====== Selected text ======

Waiting on Philadelphia

A few weeks ago we got the good news that a hospital in Philadelphia has agreed to evaluate me for a heart-lung transplant there and see if they think they would be able to transplant me when the time comes. However we haven't really heard from them for a few weeks now since the first time they called to talk to me about it. At first we were told that the hospital was in-network with my insurance but now we are being told they still have to work things out with the insurance. My doctors up in California gave the contact person up in Philadelphia my parents cell phone number as well as the home phone, telling them that if they don't reach us via the home number they should call one of their cells. Well about a week ago my mom scrolled through the voicemail of our home phone and found that they had left a message but instead of trying the cell phone numbers, they just called the home number and that was it. 

To be honest, I'm not sure how I feel about trusting my health with a hospital that has lost my files and doesn't get back to us when we try to call or contact them. We had planned on waiting to go see the doctors up in California till after we visit Philadelphia but at this rate, my mom is starting to think we should go for a check up to California sooner rather than later. Plus on top of that, my sister also has an appointment with the doctors there and we don't want to keep putting that off either.

====== Records ======

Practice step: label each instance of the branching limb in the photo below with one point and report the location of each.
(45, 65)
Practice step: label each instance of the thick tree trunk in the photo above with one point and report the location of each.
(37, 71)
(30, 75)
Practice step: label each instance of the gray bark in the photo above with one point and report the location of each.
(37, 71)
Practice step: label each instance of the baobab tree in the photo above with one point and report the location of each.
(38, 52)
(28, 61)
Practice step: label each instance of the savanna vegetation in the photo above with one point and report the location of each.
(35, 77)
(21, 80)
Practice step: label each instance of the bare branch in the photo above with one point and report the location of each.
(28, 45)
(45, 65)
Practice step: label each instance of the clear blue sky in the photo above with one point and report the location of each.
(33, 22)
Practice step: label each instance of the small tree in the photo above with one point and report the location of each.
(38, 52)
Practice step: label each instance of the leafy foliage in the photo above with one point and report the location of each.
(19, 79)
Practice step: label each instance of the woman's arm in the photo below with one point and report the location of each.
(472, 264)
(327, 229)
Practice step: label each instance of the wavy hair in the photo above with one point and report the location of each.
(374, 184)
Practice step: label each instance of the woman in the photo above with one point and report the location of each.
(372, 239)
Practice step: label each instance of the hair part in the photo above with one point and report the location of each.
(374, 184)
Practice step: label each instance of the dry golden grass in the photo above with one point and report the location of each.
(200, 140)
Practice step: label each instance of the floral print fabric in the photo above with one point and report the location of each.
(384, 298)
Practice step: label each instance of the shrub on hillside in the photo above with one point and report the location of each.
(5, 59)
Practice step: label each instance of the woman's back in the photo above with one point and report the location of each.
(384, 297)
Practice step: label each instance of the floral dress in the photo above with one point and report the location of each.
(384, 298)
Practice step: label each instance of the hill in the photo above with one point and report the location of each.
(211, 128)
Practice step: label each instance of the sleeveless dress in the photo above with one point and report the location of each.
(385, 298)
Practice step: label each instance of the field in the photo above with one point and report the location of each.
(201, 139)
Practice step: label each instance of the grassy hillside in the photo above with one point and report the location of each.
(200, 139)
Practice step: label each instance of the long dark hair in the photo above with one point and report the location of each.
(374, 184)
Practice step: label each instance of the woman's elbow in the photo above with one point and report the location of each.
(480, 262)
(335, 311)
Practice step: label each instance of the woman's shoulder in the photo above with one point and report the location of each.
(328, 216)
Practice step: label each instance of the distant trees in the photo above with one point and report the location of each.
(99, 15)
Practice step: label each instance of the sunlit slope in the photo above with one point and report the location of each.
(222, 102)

======

Prompt A:
In the post about waiting on the Philadelphia hospital, who else in the family has an appointment with the doctors in California?
Prompt B:
Go on with the post about waiting on the Philadelphia hospital, picking up after its last sentence.

Answer space A:
The writer's sister.

Answer space B:
I think what is so frustrating to me is the wait. I feel so good lately but there is still a part of me that is nervous and anxious to get answers about whether or not I am in need of a transplant. I trust how my body feels and its a good sign that I do feel good - but that doesn't stop me from worrying and being anxious about what they will say. There is also that worry that they say no and won't accept me into their program? All of these months wasted waiting for a 'no' answer when we could've been spending this time looking for another center that will accept me. 

The only upside to having to wait is that it gives me even more time to let me body heal and for me to get back to my baseline that I was at the beginning of this year. With a transplant center so far away, if I were to get listed (depending on what level) I may have to move there so I would be close to the center. Honestly, I don't think I'm at that point, but you never know. Having to move out to Philadelphia would be hard on my family and would be something that I would hate to do. Which is why, part of me doesn't mind not getting a doctor appoint but the other part of me just wants to get it done and over with. 

While I'm waiting though, I've decided that I'm going to enjoy feeling as well as I am. Which is why on Tuesday I will be headed out to California for Spring Break with some friends from school. My dad will be putting up with all us girls during our trip to Disney Land which I promise to post lots of photos of!

Hope and Love
Becca 

1 comments:

  1. Hey Becca!
    My name is Jennifer and I'm a writer/author (J.L. Berg)
    I stumbled across your blog in my research of CHD for my upcoming novel and I was wondering if I could ask you some questions regarding your experiences growing up.
    I promise I'm legit, lol - you can look me up on any social media website or Amazon/BN etc.
    This is a standalone I'm starting and my heroine is a CHD sufferer and I want to make sure I represent the community accurately and also bring light to the condition. My first novel revolved around cancer and I was able to raise awareness and also money to the cause...I'm hoping to do the same with this one.
    You can reach me at author@jlberg.com
    If you don't feel comfortable, or have too much on your plate - no hard feelings.
    I wish you the best of luck and you're in my thoughts and prayers!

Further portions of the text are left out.